§ **EXERCISE TEXT**
-*-
Interestingly, within college counseling, over the past few decades we have become increasingly aware that holding an open-minded view, while important, is not enough for many of our underrepresented minority students. Simply saying that our centers are “safe” does not in fact make us safe. As a result, we have adopted specific micro-actions to try to demonstrate safety. For instance, we put pride flags in visible places or include lines at the end of our email signatures stating, “Black lives matter,” “science is real” and so forth. While of course signaling in this way is no guarantee of safety, it has become a conventional way of indicating that we are thinking about the conditions of safety.

With this has come a concurrent critique: If we signal that we are safe to some, then are we simultaneously signaling that we are not safe to others? Does posting an emoji of a pride flag at the end of one’s signature convey safety to our LGBTQ population and risk to our religious students, who may think and feel differently? And if so, does this not contradict the foundations of the counseling center as a space for all students? The countervailing trend then is a push to declare that the college counseling center is a neutral space and so does not take sides in ongoing cultural issues.
-*-
§ **SUPPLIED MATERIAL**
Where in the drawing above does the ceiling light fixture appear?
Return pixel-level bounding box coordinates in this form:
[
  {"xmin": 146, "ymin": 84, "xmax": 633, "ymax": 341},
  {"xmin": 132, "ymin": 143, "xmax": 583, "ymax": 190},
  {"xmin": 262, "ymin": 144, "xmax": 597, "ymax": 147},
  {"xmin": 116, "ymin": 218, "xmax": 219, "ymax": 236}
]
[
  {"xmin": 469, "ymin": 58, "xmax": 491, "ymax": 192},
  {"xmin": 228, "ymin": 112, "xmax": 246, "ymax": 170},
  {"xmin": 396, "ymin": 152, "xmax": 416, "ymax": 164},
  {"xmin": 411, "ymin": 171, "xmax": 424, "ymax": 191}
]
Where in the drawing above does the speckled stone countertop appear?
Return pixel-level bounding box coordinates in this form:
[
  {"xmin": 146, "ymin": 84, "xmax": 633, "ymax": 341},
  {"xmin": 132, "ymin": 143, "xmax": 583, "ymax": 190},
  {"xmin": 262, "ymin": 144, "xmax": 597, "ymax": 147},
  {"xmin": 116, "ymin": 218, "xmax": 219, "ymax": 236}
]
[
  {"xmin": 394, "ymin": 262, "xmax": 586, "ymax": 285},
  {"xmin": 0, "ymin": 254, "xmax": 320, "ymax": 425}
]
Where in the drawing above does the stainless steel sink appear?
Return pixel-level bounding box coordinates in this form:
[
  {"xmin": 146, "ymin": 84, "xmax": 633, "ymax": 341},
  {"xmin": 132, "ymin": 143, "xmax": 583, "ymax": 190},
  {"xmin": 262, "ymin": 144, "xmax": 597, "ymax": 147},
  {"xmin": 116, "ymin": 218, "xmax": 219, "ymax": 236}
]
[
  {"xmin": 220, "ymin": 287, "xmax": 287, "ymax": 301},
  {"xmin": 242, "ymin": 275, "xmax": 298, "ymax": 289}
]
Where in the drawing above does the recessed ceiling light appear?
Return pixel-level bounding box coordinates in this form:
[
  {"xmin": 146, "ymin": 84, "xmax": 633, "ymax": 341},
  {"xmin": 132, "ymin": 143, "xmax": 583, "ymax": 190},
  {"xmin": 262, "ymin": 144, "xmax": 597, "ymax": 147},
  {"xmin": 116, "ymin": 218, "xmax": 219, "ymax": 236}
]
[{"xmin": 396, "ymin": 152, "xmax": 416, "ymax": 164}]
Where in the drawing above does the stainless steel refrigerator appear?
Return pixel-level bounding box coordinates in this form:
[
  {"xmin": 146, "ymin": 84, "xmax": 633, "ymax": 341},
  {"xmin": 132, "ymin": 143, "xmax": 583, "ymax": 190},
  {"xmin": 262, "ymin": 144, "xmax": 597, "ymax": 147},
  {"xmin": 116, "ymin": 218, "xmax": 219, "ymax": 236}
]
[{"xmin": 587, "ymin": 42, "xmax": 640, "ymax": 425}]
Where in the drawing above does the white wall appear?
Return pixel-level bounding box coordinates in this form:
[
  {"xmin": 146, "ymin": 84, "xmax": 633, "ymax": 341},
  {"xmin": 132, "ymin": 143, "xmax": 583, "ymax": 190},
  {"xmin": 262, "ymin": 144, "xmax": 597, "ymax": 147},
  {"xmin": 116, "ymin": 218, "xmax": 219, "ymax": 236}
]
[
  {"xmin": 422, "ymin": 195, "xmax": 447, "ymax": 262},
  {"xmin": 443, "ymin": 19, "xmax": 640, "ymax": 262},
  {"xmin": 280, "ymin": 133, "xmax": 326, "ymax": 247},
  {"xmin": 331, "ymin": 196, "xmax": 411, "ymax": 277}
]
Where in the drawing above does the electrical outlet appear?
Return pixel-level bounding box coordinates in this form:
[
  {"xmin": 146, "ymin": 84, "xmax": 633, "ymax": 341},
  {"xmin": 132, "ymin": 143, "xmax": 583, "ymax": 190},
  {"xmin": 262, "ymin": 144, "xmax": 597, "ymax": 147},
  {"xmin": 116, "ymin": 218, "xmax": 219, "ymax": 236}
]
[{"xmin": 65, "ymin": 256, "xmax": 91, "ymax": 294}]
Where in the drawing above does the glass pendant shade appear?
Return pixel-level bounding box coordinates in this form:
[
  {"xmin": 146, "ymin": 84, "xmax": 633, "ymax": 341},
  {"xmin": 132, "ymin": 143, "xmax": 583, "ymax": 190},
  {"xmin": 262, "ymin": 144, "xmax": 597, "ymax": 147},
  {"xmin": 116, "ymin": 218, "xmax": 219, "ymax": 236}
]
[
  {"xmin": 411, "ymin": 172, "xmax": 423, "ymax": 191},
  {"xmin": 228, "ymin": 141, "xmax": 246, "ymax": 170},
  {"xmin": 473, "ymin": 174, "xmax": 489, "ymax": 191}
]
-*-
§ **EXERCISE SET**
(1) Rename "pride flags" as "rainbow banners" in the college counseling text, writing out the passage starting with "Interestingly, within college" and going on through "conditions of safety.".
(2) Answer these questions from the college counseling text.
(a) What lines do counselors add at the end of their email signatures?
(b) Which students might a pride flag emoji signal risk to?
(c) What is the countervailing trend?
The material has no connection to the college counseling text.

§ **YOUR RESPONSES**
(1)
Interestingly, within college counseling, over the past few decades we have become increasingly aware that holding an open-minded view, while important, is not enough for many of our underrepresented minority students. Simply saying that our centers are “safe” does not in fact make us safe. As a result, we have adopted specific micro-actions to try to demonstrate safety. For instance, we put rainbow banners in visible places or include lines at the end of our email signatures stating, “Black lives matter,” “science is real” and so forth. While of course signaling in this way is no guarantee of safety, it has become a conventional way of indicating that we are thinking about the conditions of safety.

(2)
(a) Lines stating "Black lives matter," "science is real" and so forth.
(b) Religious students, who may think and feel differently.
(c) A push to declare that the college counseling center is a neutral space and so does not take sides in ongoing cultural issues.